● DIRECTIONS:
Output the listing below as a JSON list of strings, one string for each line, leaving out any blank lines.

[Entries for location identification]
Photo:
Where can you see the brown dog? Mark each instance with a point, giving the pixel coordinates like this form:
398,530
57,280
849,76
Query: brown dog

● WRITTEN RESPONSE:
[
  "Photo:",
  "Where can you see the brown dog? Mark each instance with a point, giving the pixel coordinates like this form:",
  "398,530",
  "57,280",
  "849,76",
  "Query: brown dog"
]